(ASSIGNMENT) Beginning with the line that contains "shape [[98, 37]].", copy each remaining line of the data below exactly.

==== EXTRACTED MATERIAL ====

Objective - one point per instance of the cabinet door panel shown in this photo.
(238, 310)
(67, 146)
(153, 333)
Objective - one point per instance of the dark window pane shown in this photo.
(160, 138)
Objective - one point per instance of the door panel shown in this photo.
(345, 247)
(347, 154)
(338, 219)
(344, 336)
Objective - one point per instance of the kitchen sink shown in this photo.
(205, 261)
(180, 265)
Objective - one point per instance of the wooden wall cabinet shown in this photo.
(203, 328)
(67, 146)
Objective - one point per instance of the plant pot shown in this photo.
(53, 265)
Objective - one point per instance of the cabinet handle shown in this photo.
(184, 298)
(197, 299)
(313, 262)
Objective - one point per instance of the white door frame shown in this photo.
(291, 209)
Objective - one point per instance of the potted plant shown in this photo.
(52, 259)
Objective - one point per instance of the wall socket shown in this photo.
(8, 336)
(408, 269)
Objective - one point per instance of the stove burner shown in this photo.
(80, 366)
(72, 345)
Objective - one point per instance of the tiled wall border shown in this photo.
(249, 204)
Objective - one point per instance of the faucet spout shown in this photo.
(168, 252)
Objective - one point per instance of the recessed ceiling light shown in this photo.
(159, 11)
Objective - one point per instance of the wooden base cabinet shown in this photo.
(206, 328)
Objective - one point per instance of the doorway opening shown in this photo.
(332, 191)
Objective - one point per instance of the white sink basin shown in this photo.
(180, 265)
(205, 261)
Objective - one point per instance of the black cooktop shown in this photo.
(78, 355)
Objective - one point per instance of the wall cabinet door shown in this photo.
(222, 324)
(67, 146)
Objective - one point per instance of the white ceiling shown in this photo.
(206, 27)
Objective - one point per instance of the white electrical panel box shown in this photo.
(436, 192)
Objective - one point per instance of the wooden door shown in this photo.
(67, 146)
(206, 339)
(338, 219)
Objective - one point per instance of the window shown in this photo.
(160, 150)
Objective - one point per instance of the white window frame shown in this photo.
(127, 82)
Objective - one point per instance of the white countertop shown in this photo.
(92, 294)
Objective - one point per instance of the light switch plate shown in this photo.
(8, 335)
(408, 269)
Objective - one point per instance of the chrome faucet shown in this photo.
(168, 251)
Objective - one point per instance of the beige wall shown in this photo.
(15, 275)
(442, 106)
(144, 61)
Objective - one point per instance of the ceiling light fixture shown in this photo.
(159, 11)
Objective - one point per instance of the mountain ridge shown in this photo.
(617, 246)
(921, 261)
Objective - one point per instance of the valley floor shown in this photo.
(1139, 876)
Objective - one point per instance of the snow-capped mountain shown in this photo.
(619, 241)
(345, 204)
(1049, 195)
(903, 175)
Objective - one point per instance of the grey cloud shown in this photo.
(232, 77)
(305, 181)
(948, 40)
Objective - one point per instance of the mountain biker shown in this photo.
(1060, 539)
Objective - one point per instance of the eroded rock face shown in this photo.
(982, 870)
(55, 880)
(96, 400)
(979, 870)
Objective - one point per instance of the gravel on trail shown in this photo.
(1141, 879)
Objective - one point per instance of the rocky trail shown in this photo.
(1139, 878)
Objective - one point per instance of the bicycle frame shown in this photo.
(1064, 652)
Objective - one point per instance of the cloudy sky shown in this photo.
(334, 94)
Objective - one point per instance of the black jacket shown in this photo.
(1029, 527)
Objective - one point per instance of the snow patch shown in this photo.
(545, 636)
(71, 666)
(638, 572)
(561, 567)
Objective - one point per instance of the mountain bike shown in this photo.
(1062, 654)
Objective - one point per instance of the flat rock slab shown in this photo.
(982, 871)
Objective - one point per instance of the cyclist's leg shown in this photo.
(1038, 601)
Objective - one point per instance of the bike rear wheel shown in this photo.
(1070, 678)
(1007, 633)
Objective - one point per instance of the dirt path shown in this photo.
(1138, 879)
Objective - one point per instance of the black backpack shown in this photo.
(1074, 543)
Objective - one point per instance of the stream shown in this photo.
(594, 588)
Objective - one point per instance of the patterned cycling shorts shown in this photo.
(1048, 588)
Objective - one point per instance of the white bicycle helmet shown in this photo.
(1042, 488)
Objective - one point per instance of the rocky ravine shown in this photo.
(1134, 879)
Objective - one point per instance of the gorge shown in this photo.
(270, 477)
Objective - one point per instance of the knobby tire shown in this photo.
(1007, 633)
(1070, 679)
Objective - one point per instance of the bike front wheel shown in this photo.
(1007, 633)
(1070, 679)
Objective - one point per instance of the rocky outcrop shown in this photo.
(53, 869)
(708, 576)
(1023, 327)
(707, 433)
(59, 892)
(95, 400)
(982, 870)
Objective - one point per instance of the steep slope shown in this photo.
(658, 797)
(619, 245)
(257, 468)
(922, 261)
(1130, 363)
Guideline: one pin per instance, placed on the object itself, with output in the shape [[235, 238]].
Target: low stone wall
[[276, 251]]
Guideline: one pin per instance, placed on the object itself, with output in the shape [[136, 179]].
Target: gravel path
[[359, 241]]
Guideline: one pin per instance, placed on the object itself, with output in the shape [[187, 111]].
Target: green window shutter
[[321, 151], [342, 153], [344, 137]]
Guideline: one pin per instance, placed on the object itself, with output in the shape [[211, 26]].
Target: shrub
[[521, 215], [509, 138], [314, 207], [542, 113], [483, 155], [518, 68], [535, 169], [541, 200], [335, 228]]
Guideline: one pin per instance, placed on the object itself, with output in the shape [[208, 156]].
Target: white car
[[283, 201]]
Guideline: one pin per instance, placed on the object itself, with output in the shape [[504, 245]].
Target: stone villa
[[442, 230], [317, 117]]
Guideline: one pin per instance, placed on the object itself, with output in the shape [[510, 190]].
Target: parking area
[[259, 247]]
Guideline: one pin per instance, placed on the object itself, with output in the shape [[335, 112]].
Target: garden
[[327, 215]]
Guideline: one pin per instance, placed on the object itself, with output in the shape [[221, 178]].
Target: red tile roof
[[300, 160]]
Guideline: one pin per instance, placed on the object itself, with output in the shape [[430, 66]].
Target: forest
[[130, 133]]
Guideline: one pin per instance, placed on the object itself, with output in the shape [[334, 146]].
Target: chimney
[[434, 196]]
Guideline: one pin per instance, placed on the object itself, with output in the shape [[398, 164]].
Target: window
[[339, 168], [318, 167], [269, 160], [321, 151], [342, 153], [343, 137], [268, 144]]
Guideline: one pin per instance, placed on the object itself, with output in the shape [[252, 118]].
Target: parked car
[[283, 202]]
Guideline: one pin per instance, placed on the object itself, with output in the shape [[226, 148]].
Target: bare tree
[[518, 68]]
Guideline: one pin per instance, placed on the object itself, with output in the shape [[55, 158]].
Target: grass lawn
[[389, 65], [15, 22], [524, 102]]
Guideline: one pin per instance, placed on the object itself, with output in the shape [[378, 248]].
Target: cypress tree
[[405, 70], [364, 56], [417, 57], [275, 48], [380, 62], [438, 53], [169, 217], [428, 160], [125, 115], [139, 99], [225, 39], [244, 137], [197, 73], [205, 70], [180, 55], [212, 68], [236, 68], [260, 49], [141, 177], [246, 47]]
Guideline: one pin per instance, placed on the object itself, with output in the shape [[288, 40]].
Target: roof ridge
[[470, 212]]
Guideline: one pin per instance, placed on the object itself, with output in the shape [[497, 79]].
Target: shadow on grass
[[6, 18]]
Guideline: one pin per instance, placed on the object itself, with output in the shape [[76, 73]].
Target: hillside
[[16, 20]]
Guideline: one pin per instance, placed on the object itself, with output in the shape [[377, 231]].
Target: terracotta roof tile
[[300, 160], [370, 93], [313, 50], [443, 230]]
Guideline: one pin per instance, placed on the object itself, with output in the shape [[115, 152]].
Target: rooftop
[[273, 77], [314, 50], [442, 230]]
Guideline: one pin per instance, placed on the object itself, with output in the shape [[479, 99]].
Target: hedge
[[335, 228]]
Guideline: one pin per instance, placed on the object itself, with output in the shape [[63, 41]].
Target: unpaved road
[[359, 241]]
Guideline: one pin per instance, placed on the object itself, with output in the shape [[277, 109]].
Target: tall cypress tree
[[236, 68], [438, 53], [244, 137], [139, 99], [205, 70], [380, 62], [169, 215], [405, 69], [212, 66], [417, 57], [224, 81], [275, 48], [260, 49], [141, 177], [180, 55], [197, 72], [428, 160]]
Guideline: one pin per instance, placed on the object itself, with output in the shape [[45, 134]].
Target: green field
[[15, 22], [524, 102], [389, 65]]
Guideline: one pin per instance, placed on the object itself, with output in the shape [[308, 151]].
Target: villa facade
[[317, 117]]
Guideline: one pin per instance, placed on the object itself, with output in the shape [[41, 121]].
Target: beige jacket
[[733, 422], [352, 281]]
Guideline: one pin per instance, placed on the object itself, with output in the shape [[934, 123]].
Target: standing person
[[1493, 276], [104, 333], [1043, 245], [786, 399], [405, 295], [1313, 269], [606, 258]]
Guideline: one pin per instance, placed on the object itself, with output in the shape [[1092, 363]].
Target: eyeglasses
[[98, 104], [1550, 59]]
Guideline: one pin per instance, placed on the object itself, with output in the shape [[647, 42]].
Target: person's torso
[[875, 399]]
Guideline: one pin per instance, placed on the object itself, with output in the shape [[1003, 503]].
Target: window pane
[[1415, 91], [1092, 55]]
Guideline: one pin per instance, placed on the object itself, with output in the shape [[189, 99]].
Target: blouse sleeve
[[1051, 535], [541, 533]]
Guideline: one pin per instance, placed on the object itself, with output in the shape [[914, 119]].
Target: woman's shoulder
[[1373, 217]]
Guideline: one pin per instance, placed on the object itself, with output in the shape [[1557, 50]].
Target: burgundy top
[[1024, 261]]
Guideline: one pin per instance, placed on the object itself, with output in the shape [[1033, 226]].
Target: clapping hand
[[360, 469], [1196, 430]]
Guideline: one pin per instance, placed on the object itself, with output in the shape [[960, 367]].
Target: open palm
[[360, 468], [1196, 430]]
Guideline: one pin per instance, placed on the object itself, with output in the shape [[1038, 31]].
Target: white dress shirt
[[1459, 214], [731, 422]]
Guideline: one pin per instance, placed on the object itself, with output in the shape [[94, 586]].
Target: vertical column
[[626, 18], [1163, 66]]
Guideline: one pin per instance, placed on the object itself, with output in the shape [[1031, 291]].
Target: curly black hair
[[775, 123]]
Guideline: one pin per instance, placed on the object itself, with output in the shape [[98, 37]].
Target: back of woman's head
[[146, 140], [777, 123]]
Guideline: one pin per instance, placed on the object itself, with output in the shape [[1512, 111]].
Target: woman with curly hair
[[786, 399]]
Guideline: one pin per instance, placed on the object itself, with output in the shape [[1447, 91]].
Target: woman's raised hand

====

(SOLVED EXERCISE)
Guideline: one pin per instance, placed on the object itself, with output in the shape [[98, 37]].
Target: back of woman's head
[[146, 140], [777, 123]]
Guideline: one pin per instance, placed on the object itself, with output in the shape [[1512, 111]].
Target: woman with curly hair
[[786, 399]]
Guideline: one pin per instance, placed on the object itself, with output in the shape [[1447, 91]].
Target: woman's raised hand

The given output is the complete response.